◆ PROVIDED INFORMATION
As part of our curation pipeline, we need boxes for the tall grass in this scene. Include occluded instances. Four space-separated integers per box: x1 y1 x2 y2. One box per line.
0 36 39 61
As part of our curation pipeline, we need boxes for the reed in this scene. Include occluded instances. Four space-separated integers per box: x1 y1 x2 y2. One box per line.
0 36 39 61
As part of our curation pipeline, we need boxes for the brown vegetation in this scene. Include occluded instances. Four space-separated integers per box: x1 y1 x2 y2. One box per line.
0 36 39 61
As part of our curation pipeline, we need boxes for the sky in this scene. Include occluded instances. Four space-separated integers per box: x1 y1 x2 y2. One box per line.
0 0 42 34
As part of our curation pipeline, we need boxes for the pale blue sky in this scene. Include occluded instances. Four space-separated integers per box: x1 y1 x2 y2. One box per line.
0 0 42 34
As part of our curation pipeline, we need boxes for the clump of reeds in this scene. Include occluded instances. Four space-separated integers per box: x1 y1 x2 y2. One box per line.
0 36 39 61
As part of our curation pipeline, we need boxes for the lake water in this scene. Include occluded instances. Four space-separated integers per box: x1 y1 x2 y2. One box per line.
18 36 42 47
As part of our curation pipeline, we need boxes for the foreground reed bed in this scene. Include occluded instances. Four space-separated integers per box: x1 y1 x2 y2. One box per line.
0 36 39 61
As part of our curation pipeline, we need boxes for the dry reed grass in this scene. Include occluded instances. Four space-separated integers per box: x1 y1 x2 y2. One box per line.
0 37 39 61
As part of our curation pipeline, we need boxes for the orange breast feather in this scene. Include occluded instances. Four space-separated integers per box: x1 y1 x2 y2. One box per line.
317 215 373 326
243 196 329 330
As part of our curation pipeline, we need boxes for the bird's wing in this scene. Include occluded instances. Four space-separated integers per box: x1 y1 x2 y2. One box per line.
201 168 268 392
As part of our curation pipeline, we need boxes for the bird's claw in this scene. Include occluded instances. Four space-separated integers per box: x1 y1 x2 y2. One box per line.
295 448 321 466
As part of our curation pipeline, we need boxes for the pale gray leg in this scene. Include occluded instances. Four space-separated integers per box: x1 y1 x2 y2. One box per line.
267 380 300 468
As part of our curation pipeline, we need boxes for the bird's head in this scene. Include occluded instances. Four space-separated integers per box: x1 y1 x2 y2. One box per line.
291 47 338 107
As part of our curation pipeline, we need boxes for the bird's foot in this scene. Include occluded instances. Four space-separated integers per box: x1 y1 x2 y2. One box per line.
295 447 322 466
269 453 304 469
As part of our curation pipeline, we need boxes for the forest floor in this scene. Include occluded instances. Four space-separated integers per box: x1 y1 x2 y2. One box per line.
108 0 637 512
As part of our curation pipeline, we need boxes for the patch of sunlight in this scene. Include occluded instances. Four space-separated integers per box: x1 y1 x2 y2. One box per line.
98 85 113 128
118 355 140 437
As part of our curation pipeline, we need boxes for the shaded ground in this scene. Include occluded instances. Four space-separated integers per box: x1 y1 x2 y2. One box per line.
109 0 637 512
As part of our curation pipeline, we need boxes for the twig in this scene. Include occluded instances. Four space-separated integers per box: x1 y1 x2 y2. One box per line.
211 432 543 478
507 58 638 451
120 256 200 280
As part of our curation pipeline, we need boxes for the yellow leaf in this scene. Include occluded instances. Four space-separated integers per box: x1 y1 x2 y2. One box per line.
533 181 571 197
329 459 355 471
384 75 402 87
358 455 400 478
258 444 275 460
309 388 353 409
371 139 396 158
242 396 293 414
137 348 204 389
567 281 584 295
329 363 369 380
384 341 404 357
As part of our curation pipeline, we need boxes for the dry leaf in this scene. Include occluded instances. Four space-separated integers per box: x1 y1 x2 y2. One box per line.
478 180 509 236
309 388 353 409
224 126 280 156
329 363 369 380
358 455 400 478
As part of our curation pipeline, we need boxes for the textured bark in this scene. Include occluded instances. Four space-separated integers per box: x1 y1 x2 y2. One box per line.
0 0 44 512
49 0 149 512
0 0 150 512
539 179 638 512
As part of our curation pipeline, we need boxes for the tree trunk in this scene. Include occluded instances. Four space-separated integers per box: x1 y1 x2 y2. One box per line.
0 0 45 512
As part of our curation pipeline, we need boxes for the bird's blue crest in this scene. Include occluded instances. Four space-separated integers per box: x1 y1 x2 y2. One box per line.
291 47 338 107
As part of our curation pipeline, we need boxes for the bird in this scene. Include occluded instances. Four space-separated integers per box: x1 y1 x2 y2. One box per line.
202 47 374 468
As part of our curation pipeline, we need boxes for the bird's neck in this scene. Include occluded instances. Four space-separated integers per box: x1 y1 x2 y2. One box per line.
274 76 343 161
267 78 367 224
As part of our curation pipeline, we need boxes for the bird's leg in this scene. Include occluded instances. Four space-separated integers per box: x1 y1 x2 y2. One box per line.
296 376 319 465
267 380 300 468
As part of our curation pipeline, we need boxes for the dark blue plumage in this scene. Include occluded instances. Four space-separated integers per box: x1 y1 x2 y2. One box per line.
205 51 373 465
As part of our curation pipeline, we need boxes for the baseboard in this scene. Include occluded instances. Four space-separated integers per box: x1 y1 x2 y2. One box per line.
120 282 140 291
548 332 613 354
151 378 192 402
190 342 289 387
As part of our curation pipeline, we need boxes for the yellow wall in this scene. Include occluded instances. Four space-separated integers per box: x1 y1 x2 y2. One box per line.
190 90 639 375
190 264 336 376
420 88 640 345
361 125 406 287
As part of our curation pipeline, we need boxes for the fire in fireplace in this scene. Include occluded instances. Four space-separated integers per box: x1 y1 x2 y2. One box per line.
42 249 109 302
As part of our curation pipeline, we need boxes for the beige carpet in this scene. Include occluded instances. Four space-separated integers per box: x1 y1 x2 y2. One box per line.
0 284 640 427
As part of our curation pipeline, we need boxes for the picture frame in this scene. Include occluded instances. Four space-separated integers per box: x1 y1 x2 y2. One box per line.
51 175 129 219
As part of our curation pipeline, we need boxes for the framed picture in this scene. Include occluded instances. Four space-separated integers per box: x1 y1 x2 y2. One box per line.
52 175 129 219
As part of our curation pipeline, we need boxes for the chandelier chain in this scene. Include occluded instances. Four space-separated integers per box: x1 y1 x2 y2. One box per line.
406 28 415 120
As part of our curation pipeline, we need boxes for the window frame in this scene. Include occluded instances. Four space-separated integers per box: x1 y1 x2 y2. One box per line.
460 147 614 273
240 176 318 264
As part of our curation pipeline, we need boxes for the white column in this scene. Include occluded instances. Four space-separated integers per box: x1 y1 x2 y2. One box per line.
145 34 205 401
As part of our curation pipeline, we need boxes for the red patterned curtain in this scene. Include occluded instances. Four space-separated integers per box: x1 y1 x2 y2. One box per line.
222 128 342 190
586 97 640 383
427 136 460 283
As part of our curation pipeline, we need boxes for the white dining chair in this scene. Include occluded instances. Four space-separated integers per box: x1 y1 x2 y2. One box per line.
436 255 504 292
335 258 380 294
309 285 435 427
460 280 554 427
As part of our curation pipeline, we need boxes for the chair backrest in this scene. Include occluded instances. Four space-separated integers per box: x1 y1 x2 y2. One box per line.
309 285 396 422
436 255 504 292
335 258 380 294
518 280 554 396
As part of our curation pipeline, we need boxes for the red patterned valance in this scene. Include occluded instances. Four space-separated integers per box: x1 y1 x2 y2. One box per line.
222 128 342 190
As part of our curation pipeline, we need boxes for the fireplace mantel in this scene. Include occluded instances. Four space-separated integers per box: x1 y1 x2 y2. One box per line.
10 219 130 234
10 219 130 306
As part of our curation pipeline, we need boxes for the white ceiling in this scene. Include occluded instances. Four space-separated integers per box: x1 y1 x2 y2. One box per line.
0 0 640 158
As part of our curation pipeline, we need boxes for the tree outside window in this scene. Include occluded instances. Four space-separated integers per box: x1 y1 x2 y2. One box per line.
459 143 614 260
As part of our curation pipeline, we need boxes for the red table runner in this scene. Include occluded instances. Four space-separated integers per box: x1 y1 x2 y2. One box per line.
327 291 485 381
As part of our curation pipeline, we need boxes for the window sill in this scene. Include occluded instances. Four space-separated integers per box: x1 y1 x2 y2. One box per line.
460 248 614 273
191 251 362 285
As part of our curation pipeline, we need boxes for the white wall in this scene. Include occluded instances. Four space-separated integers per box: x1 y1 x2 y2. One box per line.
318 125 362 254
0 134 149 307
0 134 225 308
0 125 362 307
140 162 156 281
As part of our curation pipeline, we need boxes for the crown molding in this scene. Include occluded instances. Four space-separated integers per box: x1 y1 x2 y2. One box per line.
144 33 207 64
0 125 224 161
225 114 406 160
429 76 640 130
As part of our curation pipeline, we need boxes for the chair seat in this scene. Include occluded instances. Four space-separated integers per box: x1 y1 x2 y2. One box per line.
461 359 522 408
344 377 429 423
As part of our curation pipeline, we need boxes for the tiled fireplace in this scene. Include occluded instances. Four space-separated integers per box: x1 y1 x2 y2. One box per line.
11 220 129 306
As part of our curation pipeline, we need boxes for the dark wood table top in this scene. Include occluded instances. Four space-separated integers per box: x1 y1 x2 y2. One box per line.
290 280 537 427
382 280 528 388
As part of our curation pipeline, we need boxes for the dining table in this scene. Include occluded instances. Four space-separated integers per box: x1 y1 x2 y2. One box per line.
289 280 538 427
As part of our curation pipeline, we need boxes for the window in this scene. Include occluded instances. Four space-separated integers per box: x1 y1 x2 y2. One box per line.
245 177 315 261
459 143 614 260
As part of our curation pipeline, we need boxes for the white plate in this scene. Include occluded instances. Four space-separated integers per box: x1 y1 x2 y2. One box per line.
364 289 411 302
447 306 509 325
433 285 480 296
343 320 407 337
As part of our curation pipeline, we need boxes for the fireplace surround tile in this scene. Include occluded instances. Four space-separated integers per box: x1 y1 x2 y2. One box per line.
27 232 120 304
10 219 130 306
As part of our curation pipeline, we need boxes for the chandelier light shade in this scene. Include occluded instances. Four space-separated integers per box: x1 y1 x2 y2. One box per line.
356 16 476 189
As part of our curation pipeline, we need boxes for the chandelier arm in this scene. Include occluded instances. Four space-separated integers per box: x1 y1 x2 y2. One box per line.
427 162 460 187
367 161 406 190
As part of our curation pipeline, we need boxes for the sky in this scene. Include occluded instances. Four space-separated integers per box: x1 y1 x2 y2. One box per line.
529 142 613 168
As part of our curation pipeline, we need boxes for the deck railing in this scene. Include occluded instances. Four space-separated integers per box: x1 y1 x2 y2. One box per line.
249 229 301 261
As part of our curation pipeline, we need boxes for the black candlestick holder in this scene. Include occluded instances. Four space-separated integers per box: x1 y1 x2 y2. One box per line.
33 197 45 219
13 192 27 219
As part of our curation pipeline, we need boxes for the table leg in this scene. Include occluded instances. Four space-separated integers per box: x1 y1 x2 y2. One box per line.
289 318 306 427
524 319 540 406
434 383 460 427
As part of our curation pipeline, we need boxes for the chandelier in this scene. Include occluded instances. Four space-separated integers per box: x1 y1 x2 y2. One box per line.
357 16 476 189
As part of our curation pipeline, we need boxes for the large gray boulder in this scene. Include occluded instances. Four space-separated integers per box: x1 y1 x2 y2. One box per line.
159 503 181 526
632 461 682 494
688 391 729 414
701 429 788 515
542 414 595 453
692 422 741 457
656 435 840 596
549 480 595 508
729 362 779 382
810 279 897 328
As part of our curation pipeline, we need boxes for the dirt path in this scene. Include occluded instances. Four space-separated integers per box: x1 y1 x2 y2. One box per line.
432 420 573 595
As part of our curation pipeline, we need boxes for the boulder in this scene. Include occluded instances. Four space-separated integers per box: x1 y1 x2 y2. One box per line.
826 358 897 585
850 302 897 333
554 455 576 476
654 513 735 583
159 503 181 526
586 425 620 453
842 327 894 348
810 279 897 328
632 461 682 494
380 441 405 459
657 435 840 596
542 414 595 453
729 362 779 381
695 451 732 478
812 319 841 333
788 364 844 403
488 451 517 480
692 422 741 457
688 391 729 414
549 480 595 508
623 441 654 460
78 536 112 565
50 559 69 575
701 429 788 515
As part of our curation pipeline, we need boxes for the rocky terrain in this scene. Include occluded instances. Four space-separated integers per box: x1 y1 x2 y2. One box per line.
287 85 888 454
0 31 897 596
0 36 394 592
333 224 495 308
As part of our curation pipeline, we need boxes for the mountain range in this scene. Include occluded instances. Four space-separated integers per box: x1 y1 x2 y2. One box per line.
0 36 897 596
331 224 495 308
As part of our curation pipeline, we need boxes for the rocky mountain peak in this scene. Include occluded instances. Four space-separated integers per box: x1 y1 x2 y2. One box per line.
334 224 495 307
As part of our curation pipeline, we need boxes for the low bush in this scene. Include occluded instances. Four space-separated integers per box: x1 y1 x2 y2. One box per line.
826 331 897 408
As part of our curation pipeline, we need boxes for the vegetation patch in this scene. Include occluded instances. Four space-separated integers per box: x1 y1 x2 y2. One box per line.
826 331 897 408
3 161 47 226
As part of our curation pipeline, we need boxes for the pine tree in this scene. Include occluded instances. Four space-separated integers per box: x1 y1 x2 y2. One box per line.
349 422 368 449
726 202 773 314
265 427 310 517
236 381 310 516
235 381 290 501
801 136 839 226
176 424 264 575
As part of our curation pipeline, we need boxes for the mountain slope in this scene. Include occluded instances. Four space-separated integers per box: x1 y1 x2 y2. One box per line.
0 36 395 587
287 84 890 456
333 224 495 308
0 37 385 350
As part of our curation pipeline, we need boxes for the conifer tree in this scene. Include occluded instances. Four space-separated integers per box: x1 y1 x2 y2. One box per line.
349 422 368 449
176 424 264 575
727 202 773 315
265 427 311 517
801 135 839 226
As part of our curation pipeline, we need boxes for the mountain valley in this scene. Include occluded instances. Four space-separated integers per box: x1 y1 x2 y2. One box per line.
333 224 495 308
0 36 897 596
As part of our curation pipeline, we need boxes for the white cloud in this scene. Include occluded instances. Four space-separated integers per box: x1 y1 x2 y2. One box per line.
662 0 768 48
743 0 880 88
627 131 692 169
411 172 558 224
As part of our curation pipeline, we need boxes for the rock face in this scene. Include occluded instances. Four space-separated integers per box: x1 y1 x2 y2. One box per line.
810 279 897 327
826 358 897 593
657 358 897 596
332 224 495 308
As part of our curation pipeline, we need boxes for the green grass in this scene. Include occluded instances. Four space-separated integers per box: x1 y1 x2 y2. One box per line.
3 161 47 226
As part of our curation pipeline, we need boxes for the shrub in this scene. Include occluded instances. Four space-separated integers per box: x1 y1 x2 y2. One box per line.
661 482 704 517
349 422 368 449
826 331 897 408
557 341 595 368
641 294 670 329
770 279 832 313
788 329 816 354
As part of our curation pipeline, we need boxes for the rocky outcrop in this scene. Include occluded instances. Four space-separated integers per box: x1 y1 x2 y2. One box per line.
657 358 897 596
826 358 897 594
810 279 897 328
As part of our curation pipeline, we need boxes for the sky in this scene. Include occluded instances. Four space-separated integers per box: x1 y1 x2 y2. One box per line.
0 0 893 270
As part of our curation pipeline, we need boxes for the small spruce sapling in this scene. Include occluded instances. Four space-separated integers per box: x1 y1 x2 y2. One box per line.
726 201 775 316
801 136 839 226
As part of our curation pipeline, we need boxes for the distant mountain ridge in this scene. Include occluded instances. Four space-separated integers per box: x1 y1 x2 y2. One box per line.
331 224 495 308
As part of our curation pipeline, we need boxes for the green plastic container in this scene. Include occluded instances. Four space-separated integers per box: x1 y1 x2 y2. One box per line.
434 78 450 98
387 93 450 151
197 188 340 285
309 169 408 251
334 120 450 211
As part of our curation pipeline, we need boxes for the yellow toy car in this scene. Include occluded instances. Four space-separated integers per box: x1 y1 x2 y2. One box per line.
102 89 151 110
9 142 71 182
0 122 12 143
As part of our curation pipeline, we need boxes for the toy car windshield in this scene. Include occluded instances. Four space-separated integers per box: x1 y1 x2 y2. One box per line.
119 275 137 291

◆ REQUIREMENTS
Count the lines above that contain the string "picture" and report only that number.

◆ COMPLETED TASK
2